DATA TO USE: Begin

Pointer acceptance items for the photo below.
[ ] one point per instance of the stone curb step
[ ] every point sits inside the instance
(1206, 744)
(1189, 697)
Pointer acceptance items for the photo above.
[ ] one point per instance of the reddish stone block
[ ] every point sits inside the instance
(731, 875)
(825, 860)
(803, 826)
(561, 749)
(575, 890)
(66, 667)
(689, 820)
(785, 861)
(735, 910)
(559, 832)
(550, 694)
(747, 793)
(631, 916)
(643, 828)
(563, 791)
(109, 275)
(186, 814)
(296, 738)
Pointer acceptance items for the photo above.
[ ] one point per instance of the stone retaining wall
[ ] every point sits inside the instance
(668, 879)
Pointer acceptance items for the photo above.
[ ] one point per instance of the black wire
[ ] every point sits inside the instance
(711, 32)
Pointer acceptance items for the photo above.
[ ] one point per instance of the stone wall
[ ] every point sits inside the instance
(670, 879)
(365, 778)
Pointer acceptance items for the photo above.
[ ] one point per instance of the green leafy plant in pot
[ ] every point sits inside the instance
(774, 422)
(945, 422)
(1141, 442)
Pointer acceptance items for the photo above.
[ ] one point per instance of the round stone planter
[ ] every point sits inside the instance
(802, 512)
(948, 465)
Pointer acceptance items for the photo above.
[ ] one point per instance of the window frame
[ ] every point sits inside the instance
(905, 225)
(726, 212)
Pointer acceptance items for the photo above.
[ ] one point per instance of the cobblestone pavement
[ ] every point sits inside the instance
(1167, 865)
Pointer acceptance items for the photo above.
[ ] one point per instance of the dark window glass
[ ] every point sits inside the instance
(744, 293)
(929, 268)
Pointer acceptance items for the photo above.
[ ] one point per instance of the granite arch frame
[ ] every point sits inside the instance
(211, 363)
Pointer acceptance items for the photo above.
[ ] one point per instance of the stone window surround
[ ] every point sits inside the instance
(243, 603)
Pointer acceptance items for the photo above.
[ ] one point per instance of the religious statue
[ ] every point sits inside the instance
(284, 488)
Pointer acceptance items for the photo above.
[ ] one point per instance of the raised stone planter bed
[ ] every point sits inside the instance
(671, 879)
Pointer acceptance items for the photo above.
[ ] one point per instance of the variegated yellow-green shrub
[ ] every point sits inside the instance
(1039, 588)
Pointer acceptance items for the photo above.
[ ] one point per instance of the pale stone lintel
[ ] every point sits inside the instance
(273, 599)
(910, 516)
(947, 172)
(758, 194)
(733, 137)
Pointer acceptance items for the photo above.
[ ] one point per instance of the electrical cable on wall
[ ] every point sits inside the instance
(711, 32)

DATA TO USE: End

_WHAT IS REQUIRED_. All lines above should be output verbatim.

_THE COMPLETED TASK_.
Pointer acceptance items for the photo below.
[ ] one point per instance of the stone curb step
[ ] every point sits inside the instance
(1206, 744)
(1189, 697)
Pointer acceptance items for the photo above.
[ ] one point per instance of the reddish stone block
[ ] every point sits inside the instance
(731, 875)
(825, 860)
(803, 826)
(561, 749)
(575, 890)
(66, 667)
(689, 820)
(785, 861)
(735, 910)
(559, 832)
(550, 694)
(747, 793)
(631, 916)
(643, 828)
(563, 791)
(109, 275)
(186, 814)
(296, 738)
Pointer acceptance items for the photo above.
[ ] one point per instance of the stone retaining wall
[ ] every point sits inside the instance
(668, 879)
Pointer acceptance items for the photo above.
[ ] one point per instance of the black wire
[ ] every point sits inside the instance
(711, 32)
Pointer acceptance items for the photo above.
[ ] one point per instance of the stone wall
[ ] every point sits inside the instance
(670, 879)
(365, 778)
Pointer acceptance items for the photo above.
[ ] one point per instance of the green leafy plant in pot
[ ] every point sits inside the instance
(774, 422)
(945, 422)
(1141, 442)
Pointer acceptance items for the photo above.
[ ] one point per instance of the round stone planter
[ ] every point sits inside the instance
(802, 512)
(948, 465)
Pointer acceptance items for the photo above.
[ ] one point per instance of the window frame
[ ] every point sits inside the instance
(905, 225)
(726, 212)
Pointer acceptance items for the photo above.
[ ] one point per instance of the cobblestone pavement
[ ] every point sits inside the instance
(1167, 865)
Pointer acceptance items for the photo above.
[ ] one point per instance of the dark window glass
[ ] every point sits inside the instance
(744, 293)
(929, 268)
Pointer acceptance items for the photo above.
[ ] one point per instance of the granite arch frame
[ ] every point sits inside the instance
(211, 363)
Pointer acceptance items for the photo above.
[ ] one point per instance of the stone window surround
[ ] every point sits inside the instance
(243, 603)
Pointer acceptance items for the photo above.
[ ] one point per instance of the religious statue
[ ] every point sits inside the instance
(284, 488)
Pointer acceptance items for the photo above.
[ ] one point per instance of the raised stone planter bed
[ ] every point sits inside the instance
(671, 879)
Pointer acceptance items for the photo above.
[ ] one point per instance of the variegated yellow-green shrub
[ ] every point sits inside the instance
(1039, 588)
Pointer acceptance items for the photo above.
[ ] one point per instance of the pale stone lintel
[ ] every point sits inside the instance
(273, 599)
(910, 516)
(947, 172)
(758, 194)
(733, 137)
Pointer acceptance items for the photo above.
[ ] one point per instance of the electrical cable on wall
[ ] every point sits inside the instance
(711, 32)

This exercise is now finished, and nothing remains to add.